■ **Page extract**:
* * *

Fractional-reserve banking is prone to bank runs, or other systemic crisis, as anyone who has been around since 1913 is well aware. In order to mitigate this risk, the governments of most countries, usually acting through a central bank, regulate and oversee commercial banks, provide deposit insurance and act as a lender of last resort. If the banking system could only find a big enough sucker, one dumb enough to borrow say $14.4 trillion or more indefinitely, its prospects would be unlimited.

How does it work? – As an example, let’s say you work hard and are able to deposit $100,000 into Bank A. What does the bank do with your money? I mean if you wanted to withdraw it all in the following week, would it still be there? The answer is yes, and no. You see once you deposit your money, the bank immediately loans it out to someone else, likely keeping none of it in reserve, or at the most 10%. Let’s assume that Bank A is one of the mega-banks subject to the maximum bank reserve requirement of 10%. What happens is that the bank will hold $10,000 of your money either in its vault, or in a regional federal reserve bank, and will loan the other $90,000 to someone else.

Let’s say that Joe, a borrower, walks in to Bank A and applies for a $90,000 home loan on the day after you make your deposit. Bank A gladly gives Joe the $90,000 loan, at 5% interest over 30 years. When Joe closes on the loan, the $90,000 is paid to Jenn, the seller of the home. Jenn then deposits the $90,000 into her account at Bank B. Bank B keeps $9,000 of her money in reserve while lending out the other $81,000. Now let’s say that Jack comes along and secures an $81,000 business loan from Bank B on the day after Jenn makes her deposit. Now Jack deposits the $81,000 into his account with Bank C, and the cycle continues.

Bank A counts the $100,000 in your account as a liability, because it owes this amount back to you, and at the same time counts the $90,000 loan made to Joe, and the $10,000 held in reserve as assets. In effect Bank A has created a $90,000 loan asset for itself out of thin air. Fractional-reserve banks count loans as assets, and then earn their money through charging interest on this fictitious money. They also make money through repackaging loans as investments and selling them on the open market, potentially creating an even bigger fraud.

Following the money, your bank statement shows a balance of $100,000 at Bank A, Jenn’s bank statement reveals a balance of $90,000 with Bank B, and Jack has a balance of $81,000 on deposit with Bank C. The money supply has amazingly increased by $171,000 (90,000 + 81,000), through very little effort. Amazing, considering that the only real money introduced into the system was your initial $100,000 deposit. Through the system of fractional-reserve banking your original $100,000 has been magically transformed into $271,000 of liquid cash, while at the same time creating $171,000 of debt.

So what happens if you come back the following week to withdraw all of your money? Well first of all, Bank A will likely tell you that you need to give them several days notice before making such a large withdrawal, because in reality, they don’t have your money anymore. Bank A is then forced to do one of three things: borrow the money overnight from the Federal Reserve, or another member bank; sell some of its loans on the secondary market; or wait until another customer makes a $100,000 deposit – using $90,000 of that plus the $10,000 it held in reserve for you. If this sounds like a Ponzi scheme, it just might be.

* * *

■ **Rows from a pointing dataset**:

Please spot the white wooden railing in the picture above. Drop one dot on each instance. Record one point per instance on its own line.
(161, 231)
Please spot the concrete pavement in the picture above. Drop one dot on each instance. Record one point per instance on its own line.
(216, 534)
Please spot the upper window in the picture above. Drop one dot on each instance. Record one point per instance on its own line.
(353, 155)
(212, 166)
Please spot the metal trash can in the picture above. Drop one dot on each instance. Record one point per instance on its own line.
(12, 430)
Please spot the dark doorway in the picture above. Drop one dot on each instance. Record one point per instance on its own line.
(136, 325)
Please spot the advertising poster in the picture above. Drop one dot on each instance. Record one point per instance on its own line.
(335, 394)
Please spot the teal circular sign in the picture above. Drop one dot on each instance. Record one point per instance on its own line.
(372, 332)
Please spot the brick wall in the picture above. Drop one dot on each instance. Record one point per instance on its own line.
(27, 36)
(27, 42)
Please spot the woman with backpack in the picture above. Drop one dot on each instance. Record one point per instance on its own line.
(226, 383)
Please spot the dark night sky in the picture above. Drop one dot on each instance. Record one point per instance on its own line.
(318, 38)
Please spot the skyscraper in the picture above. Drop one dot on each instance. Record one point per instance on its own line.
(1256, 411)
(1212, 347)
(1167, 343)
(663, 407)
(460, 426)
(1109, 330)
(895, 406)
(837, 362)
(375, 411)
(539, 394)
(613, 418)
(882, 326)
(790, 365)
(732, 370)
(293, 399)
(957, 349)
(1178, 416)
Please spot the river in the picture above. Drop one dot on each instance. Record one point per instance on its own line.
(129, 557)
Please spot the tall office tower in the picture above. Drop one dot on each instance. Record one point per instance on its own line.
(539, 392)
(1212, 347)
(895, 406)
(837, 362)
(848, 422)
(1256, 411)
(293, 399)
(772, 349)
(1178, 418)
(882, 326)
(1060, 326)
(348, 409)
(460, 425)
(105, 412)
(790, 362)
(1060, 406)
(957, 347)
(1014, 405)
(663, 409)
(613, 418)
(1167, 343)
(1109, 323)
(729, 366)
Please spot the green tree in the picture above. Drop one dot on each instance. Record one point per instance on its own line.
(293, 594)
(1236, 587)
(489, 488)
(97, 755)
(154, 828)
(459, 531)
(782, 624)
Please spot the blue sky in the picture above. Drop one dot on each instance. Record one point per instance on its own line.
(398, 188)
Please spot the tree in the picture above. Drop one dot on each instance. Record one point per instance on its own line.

* * *

■ **Written instruction A**:
In the banking text, what interest rate and loan term does Bank A give Joe on his $90,000 home loan?
■ **Written instruction B**:
In the records, swap "skyscraper" for "high-rise" from the line with "Please spot the dark night" to the line with "(1178, 416)", changing nothing else, and give only those lines.

■ **Full output A**:
5% interest over 30 years.

■ **Full output B**:
Please spot the dark night sky in the picture above. Drop one dot on each instance. Record one point per instance on its own line.
(318, 38)
Please spot the high-rise in the picture above. Drop one dot on each instance. Record one point per instance on its own line.
(1256, 411)
(1212, 347)
(1167, 343)
(663, 407)
(460, 426)
(1109, 330)
(895, 406)
(837, 362)
(375, 411)
(539, 394)
(613, 418)
(882, 326)
(790, 365)
(732, 370)
(293, 399)
(957, 349)
(1178, 416)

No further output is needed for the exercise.